§ EXTRACT
━━━━━━━━

František Kloz (19 May 1905 – 13 June 1945) was a Czech football player.

Club career
Kloz played most of his career for SK Kladno and became its manager in 1942-43. He scored 175 goals in 192 matches in the Czechoslovak First League (172 for Kladno, 3 for Slavia), making him the third highest scorer in the competition's history. He was twice the top goalscorer of the league, the first time in the 1929-30 season with 15 and the second in the 1936-37 season with 28 goals.

International career
He played for Czechoslovakia national team, from 1929 to 1937 - scoring six goals in 10 matches. He made his international debut on 28 October 1929 in a Friendly against Yugoslavia, and he only needed 2 minutes to leave his mark as he netted the opening goal in a 4-3 win. However, it took him 7 years to score another goal for his nation, but the wait was worth it as he scored not one, but four goals against Switzerland in a 1936–38 Central European Cup fixture. His last international goal was a late winner against Austria in 24 October 1937.

━━━━━━━━

§ WORK TO BE COMPLETED
Please answer from the text on František Kloz:
(a) Which club did he manage in 1942-43?
(b) How many goals did he score in the 1936-37 league season?
(c) Against which national team did he score four goals in one match?

§ ENTRIES PROVIDED

━━━━━━━━

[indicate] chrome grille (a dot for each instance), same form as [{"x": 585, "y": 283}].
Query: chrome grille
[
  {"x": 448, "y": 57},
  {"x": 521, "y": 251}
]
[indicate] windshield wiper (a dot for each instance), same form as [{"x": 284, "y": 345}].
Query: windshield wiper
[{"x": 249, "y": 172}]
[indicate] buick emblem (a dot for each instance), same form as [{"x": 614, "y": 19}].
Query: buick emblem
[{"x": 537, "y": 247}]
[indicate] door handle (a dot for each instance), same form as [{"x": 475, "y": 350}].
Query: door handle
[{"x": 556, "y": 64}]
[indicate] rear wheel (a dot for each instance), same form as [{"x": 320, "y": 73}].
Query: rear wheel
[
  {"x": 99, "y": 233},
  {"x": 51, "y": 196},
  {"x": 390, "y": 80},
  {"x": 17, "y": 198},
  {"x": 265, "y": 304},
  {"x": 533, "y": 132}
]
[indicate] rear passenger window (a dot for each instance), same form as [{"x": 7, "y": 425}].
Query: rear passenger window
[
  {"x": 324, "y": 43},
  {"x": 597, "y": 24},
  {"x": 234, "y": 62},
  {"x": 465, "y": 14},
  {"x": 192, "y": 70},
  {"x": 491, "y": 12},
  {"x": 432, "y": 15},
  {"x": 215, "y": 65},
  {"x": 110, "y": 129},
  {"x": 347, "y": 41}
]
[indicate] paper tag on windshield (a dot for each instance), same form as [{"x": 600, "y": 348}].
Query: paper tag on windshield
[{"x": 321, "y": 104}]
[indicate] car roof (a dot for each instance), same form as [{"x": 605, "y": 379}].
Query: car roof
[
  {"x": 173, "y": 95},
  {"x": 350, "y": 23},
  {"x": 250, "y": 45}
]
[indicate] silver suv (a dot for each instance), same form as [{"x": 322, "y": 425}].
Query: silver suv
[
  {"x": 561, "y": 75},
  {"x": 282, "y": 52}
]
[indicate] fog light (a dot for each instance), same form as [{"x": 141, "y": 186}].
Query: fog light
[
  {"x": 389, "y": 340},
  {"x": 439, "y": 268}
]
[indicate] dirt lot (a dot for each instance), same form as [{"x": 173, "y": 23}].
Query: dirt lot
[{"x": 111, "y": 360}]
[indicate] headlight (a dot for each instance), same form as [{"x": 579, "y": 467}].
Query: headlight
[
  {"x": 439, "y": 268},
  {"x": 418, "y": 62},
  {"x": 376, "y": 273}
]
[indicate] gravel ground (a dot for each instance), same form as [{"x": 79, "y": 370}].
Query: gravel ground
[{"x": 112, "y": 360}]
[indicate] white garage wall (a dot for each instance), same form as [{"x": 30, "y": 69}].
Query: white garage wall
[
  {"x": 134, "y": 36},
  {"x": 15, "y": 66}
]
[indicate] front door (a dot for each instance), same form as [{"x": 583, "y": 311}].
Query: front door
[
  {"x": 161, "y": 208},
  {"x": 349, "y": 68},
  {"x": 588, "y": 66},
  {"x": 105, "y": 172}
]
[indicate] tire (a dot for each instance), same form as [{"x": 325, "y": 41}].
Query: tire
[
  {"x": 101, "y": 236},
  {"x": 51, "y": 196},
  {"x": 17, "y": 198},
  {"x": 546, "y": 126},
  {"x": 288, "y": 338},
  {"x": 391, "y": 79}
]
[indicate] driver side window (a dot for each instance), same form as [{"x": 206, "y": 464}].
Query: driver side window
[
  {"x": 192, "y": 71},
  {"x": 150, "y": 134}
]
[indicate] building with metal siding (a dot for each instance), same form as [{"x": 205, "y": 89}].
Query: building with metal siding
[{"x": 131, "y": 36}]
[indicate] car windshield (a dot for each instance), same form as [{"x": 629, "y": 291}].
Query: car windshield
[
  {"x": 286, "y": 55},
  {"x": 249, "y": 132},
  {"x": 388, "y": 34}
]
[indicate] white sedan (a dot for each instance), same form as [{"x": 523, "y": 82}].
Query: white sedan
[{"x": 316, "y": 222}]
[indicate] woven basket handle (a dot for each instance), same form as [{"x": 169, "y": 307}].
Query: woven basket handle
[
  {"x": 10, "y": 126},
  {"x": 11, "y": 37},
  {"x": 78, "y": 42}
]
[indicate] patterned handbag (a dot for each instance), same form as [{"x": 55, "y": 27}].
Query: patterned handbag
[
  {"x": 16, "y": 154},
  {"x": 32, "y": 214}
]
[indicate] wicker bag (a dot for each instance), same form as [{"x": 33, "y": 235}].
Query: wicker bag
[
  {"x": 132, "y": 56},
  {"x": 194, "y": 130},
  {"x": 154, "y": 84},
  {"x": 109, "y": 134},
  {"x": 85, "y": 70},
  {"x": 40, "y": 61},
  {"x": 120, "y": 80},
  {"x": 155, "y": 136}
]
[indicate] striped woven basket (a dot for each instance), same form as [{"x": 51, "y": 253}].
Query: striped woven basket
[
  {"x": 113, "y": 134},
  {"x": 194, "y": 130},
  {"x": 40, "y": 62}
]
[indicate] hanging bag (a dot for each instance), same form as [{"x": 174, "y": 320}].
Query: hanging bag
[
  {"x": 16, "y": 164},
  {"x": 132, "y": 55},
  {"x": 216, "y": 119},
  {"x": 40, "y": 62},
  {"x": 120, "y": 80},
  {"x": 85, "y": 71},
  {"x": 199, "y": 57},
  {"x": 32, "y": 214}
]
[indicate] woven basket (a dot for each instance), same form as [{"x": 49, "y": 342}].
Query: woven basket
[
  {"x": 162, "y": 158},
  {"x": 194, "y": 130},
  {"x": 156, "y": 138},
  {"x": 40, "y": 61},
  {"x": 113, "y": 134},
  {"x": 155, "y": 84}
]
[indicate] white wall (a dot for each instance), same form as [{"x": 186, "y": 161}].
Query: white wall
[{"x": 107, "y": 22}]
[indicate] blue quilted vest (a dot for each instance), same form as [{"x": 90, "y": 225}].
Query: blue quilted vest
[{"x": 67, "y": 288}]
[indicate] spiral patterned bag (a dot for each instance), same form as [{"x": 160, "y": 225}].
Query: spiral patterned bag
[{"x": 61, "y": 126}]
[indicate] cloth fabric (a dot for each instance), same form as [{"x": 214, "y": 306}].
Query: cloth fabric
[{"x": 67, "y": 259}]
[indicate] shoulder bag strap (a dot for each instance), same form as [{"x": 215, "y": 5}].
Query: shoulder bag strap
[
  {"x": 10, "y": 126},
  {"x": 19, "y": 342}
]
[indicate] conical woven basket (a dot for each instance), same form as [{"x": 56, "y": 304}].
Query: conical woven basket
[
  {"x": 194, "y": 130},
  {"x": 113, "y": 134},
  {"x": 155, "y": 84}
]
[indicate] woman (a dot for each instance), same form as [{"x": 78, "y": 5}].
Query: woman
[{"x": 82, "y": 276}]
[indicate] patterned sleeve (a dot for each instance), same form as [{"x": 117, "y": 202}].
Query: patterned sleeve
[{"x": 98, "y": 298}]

━━━━━━━━

§ ANSWER BELOW
(a) SK Kladno
(b) 28
(c) Switzerland